DOCUMENT TEXT =

Noel Baker joins the long-time resident of West Cork to discuss Oscar wins, the future of film — and the acclaimed producer’s role as patron of the Cork International Film Festival
The maestro's mission: David Puttnam on his legacy, the left, and the future of film

David Puttnam, Oscar-winning producer. Pic: Miki Barlok

We've all had a bad hair day, but not often at the very moment you’ve just scooped an Oscar for Best Picture at the Academy Awards.

“Steven Spielberg was hammering me on the back, saying ‘you’re going to win, you’re going to win’,” laughs David Puttnam, as he recalls that day in 1982 in Los Angeles.

Spielberg, seated behind him and whose cheery face is visible in a framed photograph of the scene in Puttnam’s cosy and stylish office, was entirely correct.

Underneath this photo is another, this one holding the actual Oscar envelope. And underneath that again, another frame one displaying the proverbial winning ticket.

“I hadn’t had my hair cut and if you see me walking up, I’m constantly brushing my hair back, trying to look respectable,” Puttnam, now a sprightly 82, continues, with a shake of his head. 

It was a moment of triumph, and looking back, he needn’t have worried — his hair looked great.

The movie in question was Chariots of Fire, and while that win was surely a great highlight of a long and storied career, it wasn’t a moment in splendid isolation.

The aforementioned office, set by the banks of the River Ilen in West Cork and behind a door which bears a sign saying ‘Professeur’, has a shelf almost sagging under the weight of various statuettes, including a team of BAFTA awards.

The walls are covered with various accolades, alongside photos from Puttnam’s career and some pictorial tributes to his late Dad. 

But the room, small as it is, also has four screens, including a huge TV facing his desk — the place from where the filmmaker still connects with the world, on those occasions when he isn’t flying directly somewhere else on the globe.

The day after we speak he is due in Singapore to meet with the government there about his other great passion, education. 

And by the time you read this, he will be back, safely ensconced in his home in Skibbereen, and planning his own visits to the Cork International Film Festival, of which he is a patron and supporter.

Puttnam’s career, as he describes it, is as much about the business of making movies as it is about the magic of what appears on the screen. As for that Oscar win, he describes the whole situation as “a miracle”.

“People forget,” he muses, momentarily lost in thought. “A film that almost should never have been made. What was it doing being made? Really, men in white shorts, running around? Madness.” 

But he still delights in the quirks of the cinematic cycle — some genres moving from raging popularity before fading into the background, those unexpected hits and inexplicable flops. “Movies are pretty amazing,” he says fondly.

And so Puttnam will be there at various points in this year’s festival in Cork.

DATA ENTRIES =
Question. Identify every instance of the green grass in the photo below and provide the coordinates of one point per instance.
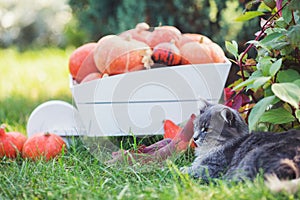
(30, 78)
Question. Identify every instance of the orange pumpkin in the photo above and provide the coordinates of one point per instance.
(116, 55)
(160, 35)
(81, 61)
(11, 143)
(196, 37)
(166, 53)
(140, 32)
(195, 53)
(92, 76)
(171, 28)
(43, 145)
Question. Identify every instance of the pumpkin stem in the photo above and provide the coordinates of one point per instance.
(147, 60)
(201, 40)
(47, 134)
(2, 129)
(128, 37)
(143, 26)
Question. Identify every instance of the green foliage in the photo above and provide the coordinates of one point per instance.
(271, 78)
(209, 17)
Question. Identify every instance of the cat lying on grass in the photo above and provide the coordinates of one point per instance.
(226, 149)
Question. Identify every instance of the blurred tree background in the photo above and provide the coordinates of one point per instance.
(39, 23)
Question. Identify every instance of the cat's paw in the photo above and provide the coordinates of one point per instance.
(184, 170)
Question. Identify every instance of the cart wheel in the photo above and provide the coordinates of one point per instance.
(57, 117)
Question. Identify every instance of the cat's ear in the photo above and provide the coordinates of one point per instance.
(203, 105)
(227, 115)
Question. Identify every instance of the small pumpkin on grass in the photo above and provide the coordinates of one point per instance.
(43, 145)
(11, 143)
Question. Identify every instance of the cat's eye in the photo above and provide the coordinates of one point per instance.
(204, 129)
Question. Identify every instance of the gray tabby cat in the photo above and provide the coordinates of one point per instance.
(226, 149)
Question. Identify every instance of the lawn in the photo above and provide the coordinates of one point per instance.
(32, 77)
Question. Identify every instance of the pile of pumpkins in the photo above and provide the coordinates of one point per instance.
(143, 47)
(39, 146)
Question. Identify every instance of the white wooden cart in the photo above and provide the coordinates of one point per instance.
(132, 103)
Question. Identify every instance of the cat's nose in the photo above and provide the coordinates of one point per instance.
(196, 136)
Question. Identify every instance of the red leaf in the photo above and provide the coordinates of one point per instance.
(170, 129)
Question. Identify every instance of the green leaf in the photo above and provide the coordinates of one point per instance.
(287, 92)
(244, 83)
(275, 67)
(264, 64)
(277, 116)
(289, 75)
(297, 82)
(259, 82)
(249, 15)
(294, 36)
(273, 40)
(297, 112)
(287, 15)
(258, 110)
(232, 48)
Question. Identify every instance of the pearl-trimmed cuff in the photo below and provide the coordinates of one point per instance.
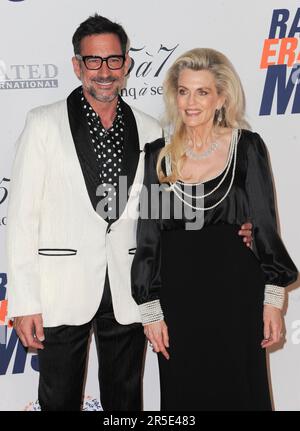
(151, 312)
(274, 295)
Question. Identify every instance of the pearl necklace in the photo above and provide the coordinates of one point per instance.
(231, 159)
(189, 152)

TASK TO CARRY OUT =
Duplicate the stretch of the David Puttnam profile from "The movie in" through "his late Dad.". The material is not needed for what follows.

COMPLETE ANSWER =
The movie in question was Chariots of Fire, and while that win was surely a great highlight of a long and storied career, it wasn’t a moment in splendid isolation.

The aforementioned office, set by the banks of the River Ilen in West Cork and behind a door which bears a sign saying ‘Professeur’, has a shelf almost sagging under the weight of various statuettes, including a team of BAFTA awards.

The walls are covered with various accolades, alongside photos from Puttnam’s career and some pictorial tributes to his late Dad.